◆ Excerpt:
┌──

Emmet Sullivan’s Kangaroo Court
A kangaroo court ignores recognized standards of law or justice and has no legitimate authority because due process is often ignored. The “court” often reaches a predetermined conclusion that makes the trial itself something of a farce. That seems an appropriate description of Emmet Sullivan’s courtroom in the astonishing case of Lieutenant General Michael Flynn, a patriotic American military hero targeted for felony prosecution on trumped-up charges only because he had been asked to serve in Donald Trump’s new administration.
When Department of Justice prosecutors announced they were dropping the charges against General Michael Flynn for allegedly lying to the FBI, it should have been a formality for Judge Emmet Sullivan to accept their nolle prosequi (meaning unwilling to pursue) motion because at that point, the opposing parties (prosecution and defense) were no longer adversaries. Without a prosecutor, how does a criminal trial proceed?
Our Constitution has a well-defined separation of powers. Congress (the Legislative branch) passes bills that become new laws if signed by the President, who as head of the Executive branch is our chief law enforcement officer. Finally, the Judicial branch (the courts) interprets the law and applies it in individual cases. When the Executive Branch dropped the prosecution of General Flynn, the Judicial Branch no longer has a role to play. So, why is this case still going?
Readers may recall that Robert Mueller’s rogue team of special prosecutors took advantage of highly questionable and unethical motives and investigative techniques by FBI agents to accuse Flynn of a felony for lying to the FBI. Due to bad legal advice from his counsels from the firm Covington & Burling, Flynn initially pled guilty in the court of Judge Rudy Contreras. However, Judge Contreras was forced to recuse himself due to his connection to the FISA court as well as his personal friendship with FBI agent Peter Strzok before sentencing Flynn.

└──

◆ Aim of the task: According to the article on the Flynn case, which law firm's attorneys advised Flynn when he first pled guilty? The listing that follows was drawn from a separate source.

◆ Record set:
┌──

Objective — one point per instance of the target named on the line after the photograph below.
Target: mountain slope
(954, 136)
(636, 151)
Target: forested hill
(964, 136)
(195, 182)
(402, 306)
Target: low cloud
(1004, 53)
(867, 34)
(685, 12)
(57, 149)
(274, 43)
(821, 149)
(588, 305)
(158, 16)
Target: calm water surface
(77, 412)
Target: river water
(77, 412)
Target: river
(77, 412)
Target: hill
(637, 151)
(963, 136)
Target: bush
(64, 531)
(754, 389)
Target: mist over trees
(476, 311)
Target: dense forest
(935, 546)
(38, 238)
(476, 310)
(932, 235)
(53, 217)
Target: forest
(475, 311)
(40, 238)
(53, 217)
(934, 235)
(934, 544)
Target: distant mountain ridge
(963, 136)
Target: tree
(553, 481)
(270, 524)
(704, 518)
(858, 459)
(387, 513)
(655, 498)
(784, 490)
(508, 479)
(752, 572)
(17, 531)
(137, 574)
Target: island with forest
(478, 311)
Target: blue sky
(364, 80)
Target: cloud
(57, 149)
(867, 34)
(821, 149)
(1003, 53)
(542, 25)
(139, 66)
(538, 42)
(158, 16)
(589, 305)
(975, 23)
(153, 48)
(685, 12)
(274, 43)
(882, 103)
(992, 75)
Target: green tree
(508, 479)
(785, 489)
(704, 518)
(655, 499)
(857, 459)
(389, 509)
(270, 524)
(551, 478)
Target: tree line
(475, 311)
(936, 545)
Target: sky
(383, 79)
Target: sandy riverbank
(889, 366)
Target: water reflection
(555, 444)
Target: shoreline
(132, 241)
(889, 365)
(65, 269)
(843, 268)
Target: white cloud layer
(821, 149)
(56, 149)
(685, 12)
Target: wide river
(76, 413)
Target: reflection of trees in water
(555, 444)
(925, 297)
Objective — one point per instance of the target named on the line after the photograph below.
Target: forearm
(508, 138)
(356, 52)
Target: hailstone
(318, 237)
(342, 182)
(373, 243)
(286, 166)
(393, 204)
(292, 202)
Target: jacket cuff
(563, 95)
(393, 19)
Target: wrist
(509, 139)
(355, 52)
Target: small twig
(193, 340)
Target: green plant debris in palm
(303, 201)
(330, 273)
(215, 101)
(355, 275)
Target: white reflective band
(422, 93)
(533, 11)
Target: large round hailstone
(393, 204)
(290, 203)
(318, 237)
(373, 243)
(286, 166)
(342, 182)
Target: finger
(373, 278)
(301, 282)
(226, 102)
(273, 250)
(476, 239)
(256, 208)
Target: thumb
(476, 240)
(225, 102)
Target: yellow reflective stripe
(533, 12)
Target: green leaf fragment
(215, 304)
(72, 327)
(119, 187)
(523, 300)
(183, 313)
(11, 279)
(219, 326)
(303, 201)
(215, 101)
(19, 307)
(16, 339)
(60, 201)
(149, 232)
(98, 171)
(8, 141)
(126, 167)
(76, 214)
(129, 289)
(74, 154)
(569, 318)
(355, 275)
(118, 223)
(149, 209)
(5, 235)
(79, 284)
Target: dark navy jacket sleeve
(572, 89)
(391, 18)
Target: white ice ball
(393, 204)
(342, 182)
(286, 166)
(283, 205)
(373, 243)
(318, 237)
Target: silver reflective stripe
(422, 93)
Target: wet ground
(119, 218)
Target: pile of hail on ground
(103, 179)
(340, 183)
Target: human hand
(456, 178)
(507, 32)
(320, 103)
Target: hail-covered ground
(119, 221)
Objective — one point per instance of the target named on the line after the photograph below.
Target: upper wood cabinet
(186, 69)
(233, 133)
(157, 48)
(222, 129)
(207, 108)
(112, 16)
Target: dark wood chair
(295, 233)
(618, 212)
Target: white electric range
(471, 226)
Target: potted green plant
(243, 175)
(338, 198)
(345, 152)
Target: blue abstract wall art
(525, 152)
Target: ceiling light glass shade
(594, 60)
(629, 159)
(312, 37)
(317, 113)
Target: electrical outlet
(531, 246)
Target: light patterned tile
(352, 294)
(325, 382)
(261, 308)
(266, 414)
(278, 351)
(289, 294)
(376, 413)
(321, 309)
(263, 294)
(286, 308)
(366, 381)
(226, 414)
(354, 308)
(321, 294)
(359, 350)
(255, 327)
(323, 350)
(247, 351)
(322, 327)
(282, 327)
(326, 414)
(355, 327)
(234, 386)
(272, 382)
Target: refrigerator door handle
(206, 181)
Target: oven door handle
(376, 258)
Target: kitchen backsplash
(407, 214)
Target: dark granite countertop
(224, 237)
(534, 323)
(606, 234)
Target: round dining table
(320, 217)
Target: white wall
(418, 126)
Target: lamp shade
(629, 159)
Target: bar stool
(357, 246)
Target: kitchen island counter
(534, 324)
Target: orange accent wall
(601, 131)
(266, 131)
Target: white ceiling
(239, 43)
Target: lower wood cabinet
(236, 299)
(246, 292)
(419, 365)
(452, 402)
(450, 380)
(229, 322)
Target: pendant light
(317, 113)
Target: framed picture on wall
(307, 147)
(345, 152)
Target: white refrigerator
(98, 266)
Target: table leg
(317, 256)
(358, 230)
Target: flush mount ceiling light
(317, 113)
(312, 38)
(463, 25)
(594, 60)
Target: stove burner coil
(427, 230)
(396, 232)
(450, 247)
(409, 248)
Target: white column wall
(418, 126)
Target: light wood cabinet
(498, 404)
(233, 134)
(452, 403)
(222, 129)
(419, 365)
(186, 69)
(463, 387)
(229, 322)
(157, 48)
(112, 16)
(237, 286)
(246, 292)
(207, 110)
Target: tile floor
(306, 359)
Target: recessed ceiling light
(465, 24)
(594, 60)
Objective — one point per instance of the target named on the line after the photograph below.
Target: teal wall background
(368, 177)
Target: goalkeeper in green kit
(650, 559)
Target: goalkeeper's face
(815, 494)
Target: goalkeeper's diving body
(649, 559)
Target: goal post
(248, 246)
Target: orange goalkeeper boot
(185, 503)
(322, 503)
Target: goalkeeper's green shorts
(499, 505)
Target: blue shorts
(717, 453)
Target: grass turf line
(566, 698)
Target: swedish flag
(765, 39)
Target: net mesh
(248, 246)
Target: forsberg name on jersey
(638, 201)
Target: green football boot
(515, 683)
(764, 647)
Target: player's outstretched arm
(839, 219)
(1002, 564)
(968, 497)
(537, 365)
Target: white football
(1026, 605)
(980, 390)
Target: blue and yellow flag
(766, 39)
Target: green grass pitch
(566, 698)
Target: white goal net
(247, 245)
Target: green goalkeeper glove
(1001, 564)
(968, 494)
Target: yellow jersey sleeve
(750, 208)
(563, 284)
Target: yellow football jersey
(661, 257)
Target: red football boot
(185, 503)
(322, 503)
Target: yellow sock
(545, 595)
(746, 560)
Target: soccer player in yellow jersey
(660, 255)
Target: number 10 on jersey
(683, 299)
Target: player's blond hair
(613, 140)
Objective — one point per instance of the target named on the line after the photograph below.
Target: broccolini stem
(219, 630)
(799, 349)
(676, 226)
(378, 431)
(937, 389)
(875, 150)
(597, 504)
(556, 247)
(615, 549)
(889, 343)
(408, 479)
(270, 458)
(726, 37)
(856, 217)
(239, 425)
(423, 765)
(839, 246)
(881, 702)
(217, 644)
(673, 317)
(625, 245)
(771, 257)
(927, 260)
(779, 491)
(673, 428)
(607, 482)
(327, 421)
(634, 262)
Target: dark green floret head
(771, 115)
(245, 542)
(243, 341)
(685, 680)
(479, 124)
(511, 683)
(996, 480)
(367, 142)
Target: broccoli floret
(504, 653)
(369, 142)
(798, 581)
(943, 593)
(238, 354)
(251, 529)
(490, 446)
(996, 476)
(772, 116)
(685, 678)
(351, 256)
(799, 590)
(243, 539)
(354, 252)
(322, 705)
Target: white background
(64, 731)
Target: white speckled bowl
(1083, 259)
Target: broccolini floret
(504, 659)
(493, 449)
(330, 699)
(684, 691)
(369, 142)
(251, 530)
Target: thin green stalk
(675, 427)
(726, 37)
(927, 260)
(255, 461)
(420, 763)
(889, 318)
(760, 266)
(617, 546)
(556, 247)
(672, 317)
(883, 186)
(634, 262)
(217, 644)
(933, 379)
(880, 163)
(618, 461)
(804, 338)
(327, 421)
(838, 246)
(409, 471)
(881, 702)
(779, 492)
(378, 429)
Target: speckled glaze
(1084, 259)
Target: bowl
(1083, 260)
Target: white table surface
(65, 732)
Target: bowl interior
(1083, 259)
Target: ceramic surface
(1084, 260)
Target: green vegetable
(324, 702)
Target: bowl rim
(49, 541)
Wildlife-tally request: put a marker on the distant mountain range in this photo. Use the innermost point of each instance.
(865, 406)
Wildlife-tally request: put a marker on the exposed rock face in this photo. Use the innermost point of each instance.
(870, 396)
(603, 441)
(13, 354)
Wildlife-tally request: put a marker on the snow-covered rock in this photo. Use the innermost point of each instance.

└──

◆ The result: Covington & Burling.